◆ Exercises to complete:
[A] From the passage on neuroscience drug discovery, reproduce the text from "The Inflation Reduction Act is" up to and including "least 11 years.".
[B] In the passage on neuroscience drug discovery, how much money did Congress provide for the Neurology Drug Program at the FDA in the 2023 financial year Omnibus Appropriations Act?
Passage shown section start
Why is innovation in neuroscience drug discovery so important to the U.S.?

It takes approximately 10-15 years, or more, for a new drug to move through the pharmaceutical value chain from when an idea is conceived until approved treatment is available to patients, and brain research is 3 times more likely to fail compared to other disease areas. This is due to many factors including the challenges of delivering medicines into the brain (i.e. the blood-brain-barrier) and the inability to monitor brain disease pathology in biopsies and blood samples. But that doesn’t stop Jackie, “We all know someone who lives with a brain disease. I am proud of Lundbeck’s dedication to this critically important, but especially challenging, disease space.”


Innovation is a vital part to increasing patient’s options because finding pharmacological treatment therapies are not a one-size-fits-all situation. Jackie notes “New neuroscience medicines are desperately needed. There are many rare brain diseases with no approved medicines as well as patient populations that are underserved by the currently approved therapies.”


Finding biological targets and new drug classes with innovative approaches will help enable meeting unmet needs in patient communities. 

What policies could Congress enact to further neuroscience innovation?  

Congress is uniquely positioned to solidify America’s leading role in the global quest to find new medicines for unmet needs by advancing a policy environment that fosters innovation throughout the ecosystem. Therefore, our policy recommendations that could have the greatest near-term impact include:


1)  Fix the pill penalty in the Inflation Reduction Act

2)  Restore the ability to immediately deduct R&D expenses

3)  Increase funding for the Neurology Drug Program at the FDA


The Inflation Reduction Act is likely to have a disproportionate impact on small molecule research, and particularly neuroscience research, given the potential for selection of government price setting after only 7 years after the first indication approval, while allowing for 11 years for large molecules or biologics.  Small molecules, typically in the form of tablets or capsules, are the molecule of choice for researchers seeking to penetrate the blood brain barrier due to their simpler chemical structure. Congress should fix the pill penalty by ensuring small molecule medicines should not be eligible to be selected for price setting before they have been on the market for at least 11 years. 


As of 2022, research-based companies, like Lundbeck, could no longer immediately deduct their R&D expenses but instead spread them out over 5-15 years.  This limits our access to capital to reinvest. Congress should restore the immediate R&D expense deducting.


In the 2023 financial year Omnibus Appropriations Act, Congress provided $2 million (USD) for the Neurology Drug Program at the FDA which will fund 6 full-time employees at the Food and Drug Administration (FDA) focused on advancing policy and guidance documents that will accelerate neuroscience treatments.  Lundbeck joined the neuroscience community of patient groups, providers, think tank and other neuroscience innovators in advocating for this Neurology Drug Program.  Congress should continue to support this Program and provide a modest increase to allow for additional focus on the over 100 million Americans living with a psychiatric or neurologic condition.  

Research is core to Lundbeck’s DNA   

Our focus on research remains the most important pillar in Lundbeck’s ambition to improve brain health, by making innovative treatments available. In 2022, Lundbeck invested over $500 million USD back in our research and development programs, this corresponds to approximately 20% of our global revenue. With this level of investment, and passionate colleagues like Jackie, we know we can continue to improve the lives of those living with complex brain diseases – but we need Congress as a supportive partner.
Passage shown section end
Records section start
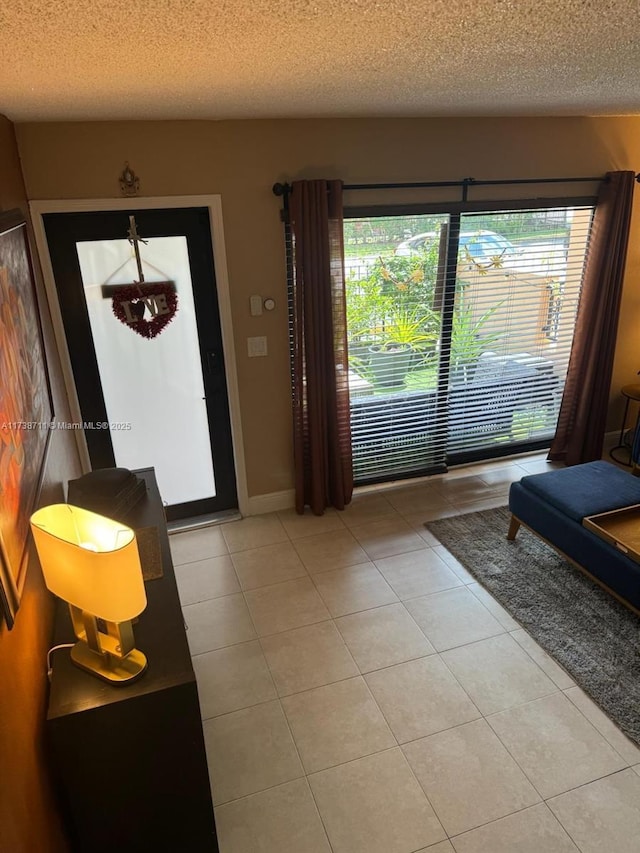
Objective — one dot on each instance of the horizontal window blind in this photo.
(460, 330)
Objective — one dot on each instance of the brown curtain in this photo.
(583, 413)
(322, 433)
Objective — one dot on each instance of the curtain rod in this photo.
(281, 189)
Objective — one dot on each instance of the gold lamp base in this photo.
(108, 667)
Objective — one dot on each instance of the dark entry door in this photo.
(156, 401)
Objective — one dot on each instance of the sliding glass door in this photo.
(460, 328)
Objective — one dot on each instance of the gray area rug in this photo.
(594, 637)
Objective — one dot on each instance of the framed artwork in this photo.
(25, 406)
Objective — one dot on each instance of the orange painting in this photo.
(25, 405)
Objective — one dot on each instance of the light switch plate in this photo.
(257, 346)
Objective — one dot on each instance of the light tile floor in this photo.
(361, 693)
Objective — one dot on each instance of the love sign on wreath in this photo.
(146, 308)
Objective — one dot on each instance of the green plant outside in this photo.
(392, 307)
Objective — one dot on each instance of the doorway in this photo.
(160, 401)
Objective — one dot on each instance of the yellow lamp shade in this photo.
(90, 561)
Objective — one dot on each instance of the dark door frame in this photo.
(214, 206)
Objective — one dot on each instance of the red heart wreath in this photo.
(132, 301)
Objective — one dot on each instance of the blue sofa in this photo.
(553, 505)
Records section end
◆ Results for each task:
[A]
The Inflation Reduction Act is likely to have a disproportionate impact on small molecule research, and particularly neuroscience research, given the potential for selection of government price setting after only 7 years after the first indication approval, while allowing for 11 years for large molecules or biologics.  Small molecules, typically in the form of tablets or capsules, are the molecule of choice for researchers seeking to penetrate the blood brain barrier due to their simpler chemical structure. Congress should fix the pill penalty by ensuring small molecule medicines should not be eligible to be selected for price setting before they have been on the market for at least 11 years.

[B] $2 million (USD).